Entries from a pointing dataset
━━━━━━━━━━━━━━━━

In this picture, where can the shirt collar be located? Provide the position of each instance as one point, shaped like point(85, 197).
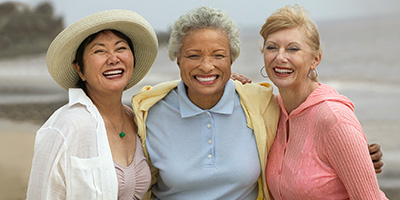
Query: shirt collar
point(78, 96)
point(224, 106)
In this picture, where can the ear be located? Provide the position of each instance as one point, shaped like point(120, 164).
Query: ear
point(178, 61)
point(79, 71)
point(317, 60)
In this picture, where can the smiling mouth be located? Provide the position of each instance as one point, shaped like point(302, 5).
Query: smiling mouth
point(206, 78)
point(113, 73)
point(283, 71)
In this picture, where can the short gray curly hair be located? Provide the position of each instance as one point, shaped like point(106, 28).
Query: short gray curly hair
point(201, 18)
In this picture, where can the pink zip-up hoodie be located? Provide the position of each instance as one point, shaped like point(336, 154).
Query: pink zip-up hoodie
point(325, 153)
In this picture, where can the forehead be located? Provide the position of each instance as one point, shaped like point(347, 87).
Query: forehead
point(206, 37)
point(296, 34)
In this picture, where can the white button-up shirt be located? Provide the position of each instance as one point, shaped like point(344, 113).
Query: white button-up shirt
point(72, 157)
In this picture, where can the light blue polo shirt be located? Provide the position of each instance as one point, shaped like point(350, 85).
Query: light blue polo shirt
point(202, 154)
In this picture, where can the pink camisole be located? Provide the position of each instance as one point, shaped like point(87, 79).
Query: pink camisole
point(133, 180)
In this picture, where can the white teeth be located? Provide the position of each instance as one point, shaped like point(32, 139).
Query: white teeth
point(283, 71)
point(113, 73)
point(205, 79)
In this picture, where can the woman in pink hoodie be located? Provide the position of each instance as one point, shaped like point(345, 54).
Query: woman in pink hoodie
point(320, 151)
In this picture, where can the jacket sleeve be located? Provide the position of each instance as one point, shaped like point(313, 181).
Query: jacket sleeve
point(346, 149)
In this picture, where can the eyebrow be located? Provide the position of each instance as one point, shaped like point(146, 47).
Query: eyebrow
point(101, 44)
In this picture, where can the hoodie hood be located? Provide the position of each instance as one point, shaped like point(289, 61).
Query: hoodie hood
point(322, 94)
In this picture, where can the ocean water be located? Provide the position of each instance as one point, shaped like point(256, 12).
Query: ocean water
point(360, 61)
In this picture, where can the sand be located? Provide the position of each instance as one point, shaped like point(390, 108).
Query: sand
point(16, 151)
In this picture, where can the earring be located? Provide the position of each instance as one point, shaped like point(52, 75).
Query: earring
point(314, 74)
point(261, 72)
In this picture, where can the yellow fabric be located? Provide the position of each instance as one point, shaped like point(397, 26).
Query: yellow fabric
point(259, 105)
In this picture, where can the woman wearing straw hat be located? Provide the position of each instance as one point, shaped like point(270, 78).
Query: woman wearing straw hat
point(89, 148)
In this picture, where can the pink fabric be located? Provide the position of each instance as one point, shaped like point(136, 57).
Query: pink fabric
point(325, 155)
point(133, 180)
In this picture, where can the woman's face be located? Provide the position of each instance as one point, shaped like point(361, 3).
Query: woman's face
point(108, 63)
point(205, 63)
point(288, 58)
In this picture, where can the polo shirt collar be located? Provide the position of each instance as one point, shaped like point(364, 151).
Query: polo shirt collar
point(224, 106)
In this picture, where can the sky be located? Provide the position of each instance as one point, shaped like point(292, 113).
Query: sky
point(246, 13)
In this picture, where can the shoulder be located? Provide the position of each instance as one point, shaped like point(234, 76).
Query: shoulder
point(332, 116)
point(68, 120)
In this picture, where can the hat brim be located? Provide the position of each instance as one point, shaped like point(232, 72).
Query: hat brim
point(62, 50)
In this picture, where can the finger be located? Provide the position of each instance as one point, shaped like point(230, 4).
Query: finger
point(376, 156)
point(374, 148)
point(378, 166)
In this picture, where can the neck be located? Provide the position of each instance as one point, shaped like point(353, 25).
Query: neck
point(204, 102)
point(109, 104)
point(293, 97)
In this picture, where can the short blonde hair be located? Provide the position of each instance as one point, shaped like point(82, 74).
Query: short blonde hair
point(292, 17)
point(202, 18)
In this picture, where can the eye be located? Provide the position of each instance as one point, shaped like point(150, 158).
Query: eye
point(219, 56)
point(294, 48)
point(271, 47)
point(193, 56)
point(99, 51)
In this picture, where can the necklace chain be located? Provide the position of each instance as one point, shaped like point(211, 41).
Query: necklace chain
point(121, 133)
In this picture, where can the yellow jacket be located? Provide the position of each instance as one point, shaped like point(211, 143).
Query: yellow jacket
point(257, 100)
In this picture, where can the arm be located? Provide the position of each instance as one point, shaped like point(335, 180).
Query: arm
point(347, 152)
point(376, 156)
point(47, 180)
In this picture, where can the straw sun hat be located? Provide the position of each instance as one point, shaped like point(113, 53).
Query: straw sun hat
point(62, 50)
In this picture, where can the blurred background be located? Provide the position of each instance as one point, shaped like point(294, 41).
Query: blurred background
point(360, 43)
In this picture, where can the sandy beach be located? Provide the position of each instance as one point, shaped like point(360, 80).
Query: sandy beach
point(359, 60)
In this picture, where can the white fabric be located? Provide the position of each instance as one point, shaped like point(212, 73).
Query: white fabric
point(72, 157)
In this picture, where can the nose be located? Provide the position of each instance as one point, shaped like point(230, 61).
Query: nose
point(281, 57)
point(112, 59)
point(206, 64)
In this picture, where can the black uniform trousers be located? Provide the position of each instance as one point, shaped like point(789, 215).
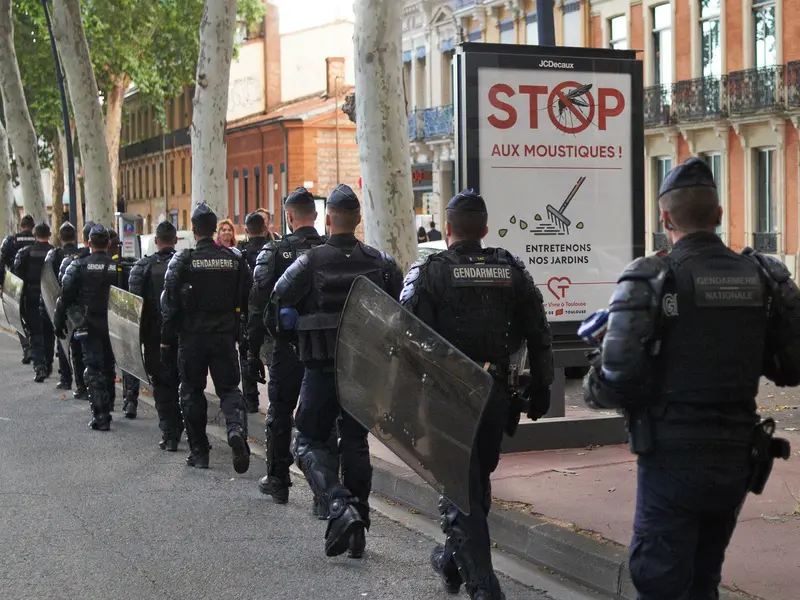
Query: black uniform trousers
point(285, 379)
point(687, 504)
point(198, 355)
point(41, 337)
point(100, 372)
point(316, 417)
point(78, 367)
point(249, 384)
point(468, 543)
point(165, 389)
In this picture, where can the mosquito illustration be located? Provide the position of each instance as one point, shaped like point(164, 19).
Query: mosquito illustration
point(574, 101)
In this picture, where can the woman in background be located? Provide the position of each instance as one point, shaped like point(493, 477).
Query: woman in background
point(226, 234)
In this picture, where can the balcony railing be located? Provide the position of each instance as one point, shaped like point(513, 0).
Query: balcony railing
point(698, 99)
point(660, 242)
point(765, 242)
point(437, 121)
point(793, 84)
point(656, 106)
point(756, 90)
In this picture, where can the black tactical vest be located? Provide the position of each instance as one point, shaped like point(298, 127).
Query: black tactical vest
point(36, 255)
point(333, 274)
point(713, 327)
point(476, 312)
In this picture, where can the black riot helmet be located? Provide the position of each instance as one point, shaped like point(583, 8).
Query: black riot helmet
point(204, 220)
point(67, 232)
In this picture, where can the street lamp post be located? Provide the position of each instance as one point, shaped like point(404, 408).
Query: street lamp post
point(73, 196)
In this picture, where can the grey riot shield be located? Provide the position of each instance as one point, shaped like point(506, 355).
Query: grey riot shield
point(124, 330)
point(12, 301)
point(50, 293)
point(411, 388)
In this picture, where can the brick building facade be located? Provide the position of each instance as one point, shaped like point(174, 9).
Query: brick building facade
point(721, 82)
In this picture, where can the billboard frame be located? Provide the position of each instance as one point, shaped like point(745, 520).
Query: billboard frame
point(470, 58)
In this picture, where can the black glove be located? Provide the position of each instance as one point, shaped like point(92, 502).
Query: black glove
point(60, 327)
point(256, 368)
point(169, 358)
point(538, 402)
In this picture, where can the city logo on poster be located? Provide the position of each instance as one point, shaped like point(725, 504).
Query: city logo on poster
point(558, 286)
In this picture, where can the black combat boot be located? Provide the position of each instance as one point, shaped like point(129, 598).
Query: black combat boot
point(241, 451)
point(276, 487)
point(446, 569)
point(344, 522)
point(40, 373)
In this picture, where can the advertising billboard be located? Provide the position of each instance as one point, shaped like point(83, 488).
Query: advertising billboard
point(552, 138)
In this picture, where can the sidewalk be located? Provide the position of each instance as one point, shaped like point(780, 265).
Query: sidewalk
point(572, 512)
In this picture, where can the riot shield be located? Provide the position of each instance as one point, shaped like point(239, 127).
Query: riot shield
point(12, 301)
point(412, 389)
point(124, 330)
point(50, 293)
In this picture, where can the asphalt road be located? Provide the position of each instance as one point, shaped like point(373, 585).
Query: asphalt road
point(91, 515)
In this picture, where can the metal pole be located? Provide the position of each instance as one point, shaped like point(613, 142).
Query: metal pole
point(73, 196)
point(336, 111)
point(545, 22)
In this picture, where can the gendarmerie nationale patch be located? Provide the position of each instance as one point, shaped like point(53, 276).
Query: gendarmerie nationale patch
point(480, 275)
point(727, 288)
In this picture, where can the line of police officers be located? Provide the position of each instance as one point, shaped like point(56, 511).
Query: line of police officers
point(688, 336)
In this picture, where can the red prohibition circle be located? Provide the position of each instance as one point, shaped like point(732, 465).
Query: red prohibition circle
point(583, 120)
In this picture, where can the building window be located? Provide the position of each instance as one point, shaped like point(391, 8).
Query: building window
point(766, 196)
point(618, 32)
point(710, 51)
point(764, 21)
point(237, 209)
point(507, 34)
point(572, 24)
point(183, 175)
point(270, 188)
point(284, 182)
point(662, 44)
point(714, 162)
point(257, 172)
point(531, 29)
point(246, 192)
point(663, 166)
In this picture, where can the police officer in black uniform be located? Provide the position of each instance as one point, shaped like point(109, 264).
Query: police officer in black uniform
point(53, 260)
point(147, 280)
point(488, 317)
point(205, 292)
point(28, 266)
point(256, 240)
point(84, 299)
point(286, 369)
point(75, 347)
point(8, 251)
point(315, 287)
point(130, 383)
point(689, 335)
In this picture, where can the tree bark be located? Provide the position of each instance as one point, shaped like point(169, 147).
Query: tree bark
point(6, 187)
point(58, 186)
point(74, 50)
point(114, 101)
point(382, 130)
point(18, 120)
point(209, 161)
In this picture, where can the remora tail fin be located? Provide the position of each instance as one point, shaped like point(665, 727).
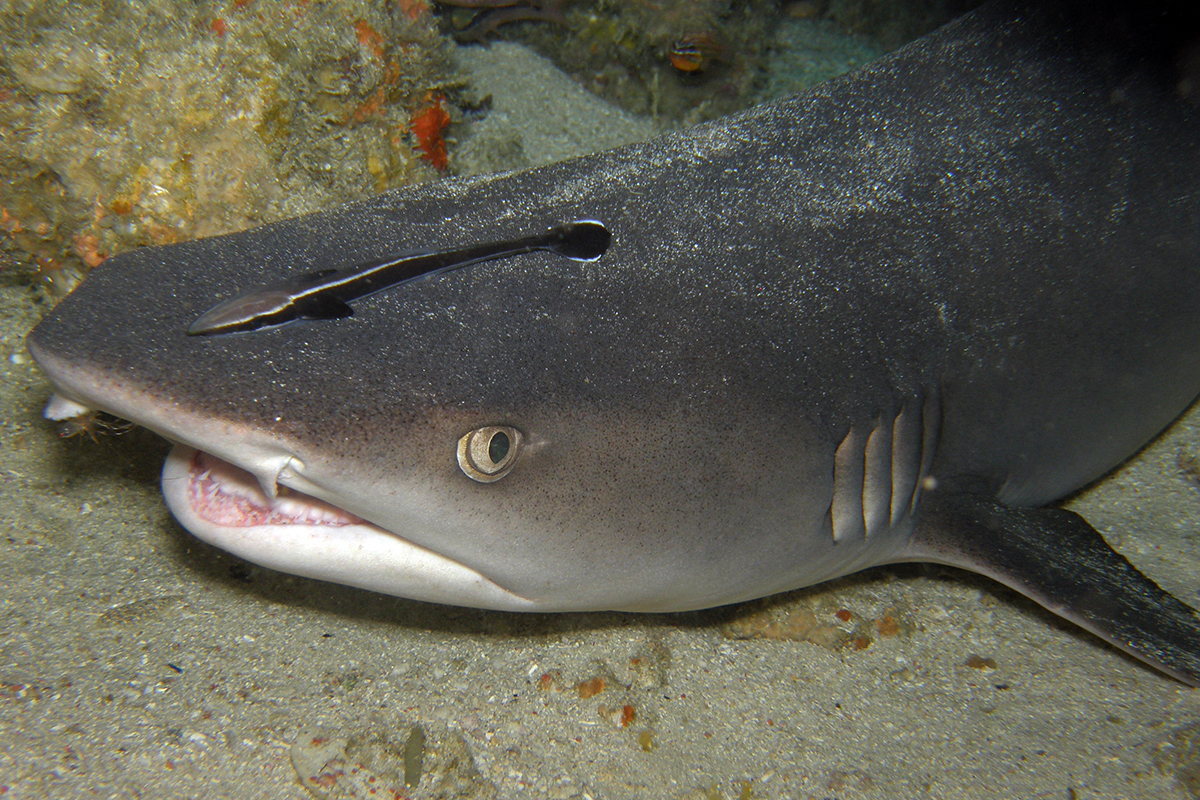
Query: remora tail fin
point(1055, 558)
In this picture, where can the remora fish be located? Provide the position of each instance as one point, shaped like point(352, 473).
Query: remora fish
point(895, 317)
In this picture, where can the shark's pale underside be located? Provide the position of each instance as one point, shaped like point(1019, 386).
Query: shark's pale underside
point(885, 320)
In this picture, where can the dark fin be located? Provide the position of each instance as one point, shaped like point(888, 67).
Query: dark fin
point(583, 240)
point(323, 306)
point(1055, 558)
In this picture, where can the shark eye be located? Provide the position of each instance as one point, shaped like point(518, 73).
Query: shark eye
point(486, 455)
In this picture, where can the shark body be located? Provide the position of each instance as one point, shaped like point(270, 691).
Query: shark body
point(886, 320)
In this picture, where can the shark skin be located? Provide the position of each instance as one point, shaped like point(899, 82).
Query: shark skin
point(885, 320)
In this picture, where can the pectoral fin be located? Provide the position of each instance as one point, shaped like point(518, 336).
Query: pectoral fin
point(1055, 558)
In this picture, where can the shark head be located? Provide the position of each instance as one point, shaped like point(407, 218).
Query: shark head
point(523, 434)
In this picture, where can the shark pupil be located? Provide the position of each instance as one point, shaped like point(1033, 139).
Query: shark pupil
point(498, 447)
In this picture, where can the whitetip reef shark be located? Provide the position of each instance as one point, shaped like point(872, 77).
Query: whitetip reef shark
point(886, 320)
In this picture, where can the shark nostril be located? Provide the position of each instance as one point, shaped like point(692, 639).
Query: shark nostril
point(486, 455)
point(498, 446)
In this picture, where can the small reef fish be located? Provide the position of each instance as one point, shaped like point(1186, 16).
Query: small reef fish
point(695, 52)
point(325, 294)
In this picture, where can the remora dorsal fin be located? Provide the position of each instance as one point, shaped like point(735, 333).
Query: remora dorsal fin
point(1055, 558)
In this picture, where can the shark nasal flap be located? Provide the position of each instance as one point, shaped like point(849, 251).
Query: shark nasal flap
point(892, 319)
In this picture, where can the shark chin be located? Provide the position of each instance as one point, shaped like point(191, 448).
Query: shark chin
point(225, 505)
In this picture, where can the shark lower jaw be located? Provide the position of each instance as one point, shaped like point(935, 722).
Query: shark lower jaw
point(226, 506)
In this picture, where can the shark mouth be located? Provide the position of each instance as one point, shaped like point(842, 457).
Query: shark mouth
point(240, 506)
point(225, 505)
point(227, 495)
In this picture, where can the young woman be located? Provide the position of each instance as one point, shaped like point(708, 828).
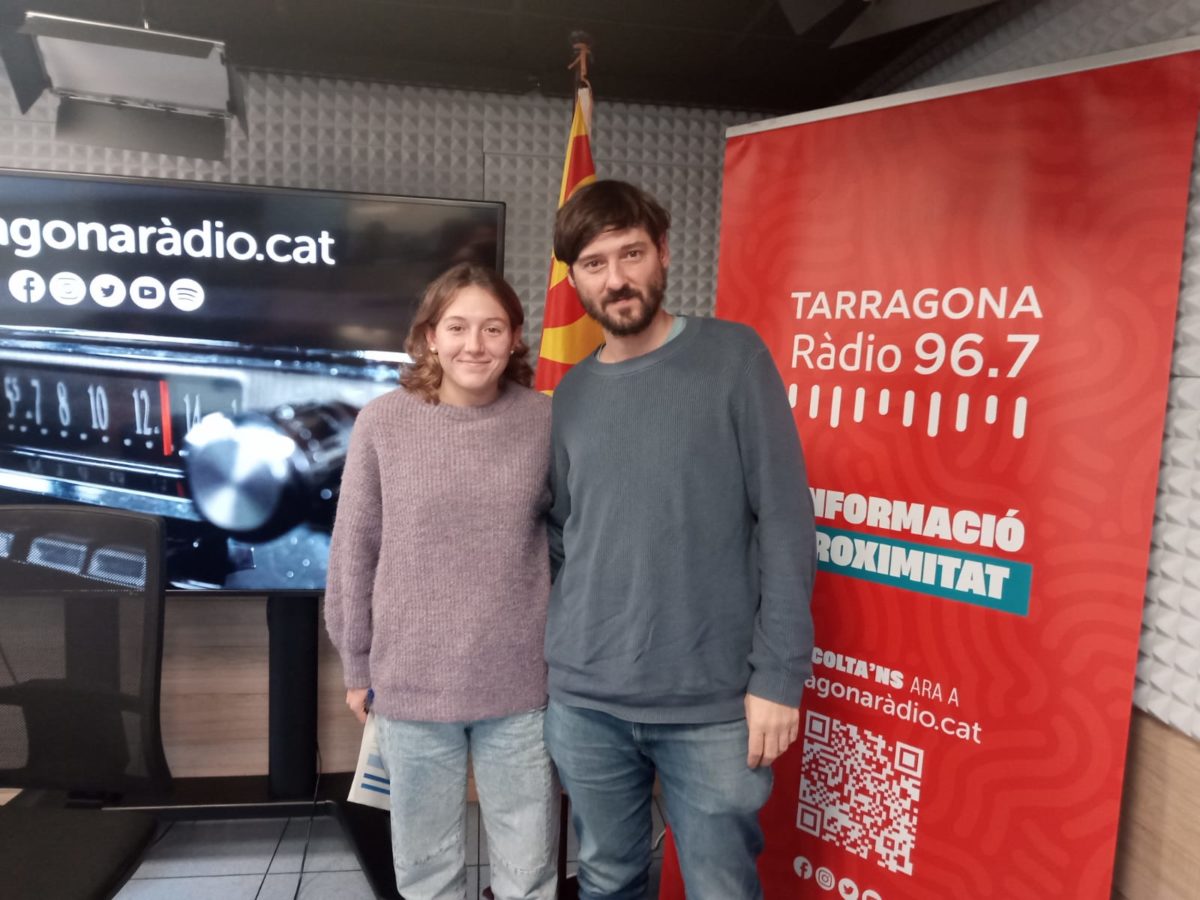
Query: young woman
point(438, 581)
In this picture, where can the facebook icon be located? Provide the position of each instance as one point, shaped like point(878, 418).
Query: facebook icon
point(27, 287)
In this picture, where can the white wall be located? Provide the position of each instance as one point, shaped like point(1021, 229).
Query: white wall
point(1054, 31)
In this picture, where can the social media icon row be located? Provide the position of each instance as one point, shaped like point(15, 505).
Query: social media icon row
point(67, 288)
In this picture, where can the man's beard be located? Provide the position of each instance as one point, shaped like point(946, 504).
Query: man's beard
point(635, 324)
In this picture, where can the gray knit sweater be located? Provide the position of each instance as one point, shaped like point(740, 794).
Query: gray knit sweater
point(438, 573)
point(684, 525)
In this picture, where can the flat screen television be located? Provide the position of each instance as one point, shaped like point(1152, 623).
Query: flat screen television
point(199, 352)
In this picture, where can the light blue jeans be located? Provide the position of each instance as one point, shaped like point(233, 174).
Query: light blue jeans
point(712, 797)
point(517, 798)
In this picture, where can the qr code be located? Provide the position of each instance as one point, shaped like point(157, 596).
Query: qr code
point(858, 792)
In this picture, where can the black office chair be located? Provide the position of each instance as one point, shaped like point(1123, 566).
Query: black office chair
point(81, 657)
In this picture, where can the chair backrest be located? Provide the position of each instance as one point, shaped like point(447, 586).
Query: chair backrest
point(81, 649)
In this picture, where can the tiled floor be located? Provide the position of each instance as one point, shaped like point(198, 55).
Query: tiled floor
point(259, 859)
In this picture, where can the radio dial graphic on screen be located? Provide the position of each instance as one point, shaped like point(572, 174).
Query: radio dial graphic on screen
point(259, 474)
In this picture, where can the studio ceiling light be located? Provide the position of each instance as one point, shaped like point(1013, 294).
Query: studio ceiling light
point(126, 87)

━━━━━━━━━━━━━━━━

_Given instruction:_ Starting at the first line of the entries above and stopping after the line that contains "point(325, 153)", rewrite those lines with the requests included, shifting every coordinate in the answer points up by 116 and leaving the sample points in the requests unchanged. Omit the pictures.

_Response to the task:_
In this picture, where can the shirt collar be located? Provide the position of each instance as one point, shaped like point(85, 197).
Query: shirt collar
point(194, 212)
point(340, 222)
In this picture, where can the ear be located? Provide the position of each instance as one point, shaped like point(120, 164).
Query: ear
point(294, 177)
point(195, 187)
point(433, 176)
In this picture, where can the smiling mouth be located? Provide the position of each instance as one point, shaped like point(302, 5).
Query: smiling mouth
point(322, 194)
point(229, 189)
point(399, 187)
In this picture, where can the short gray curly hair be located? Provide the position of each instance as one point, shaped like point(106, 28).
Query: short gray curly hair
point(317, 134)
In this picture, where can the pink zip-up hoodie be located? Provide the position of each instance as one point, shaped like point(336, 154).
Query: pink zip-up hoodie
point(441, 269)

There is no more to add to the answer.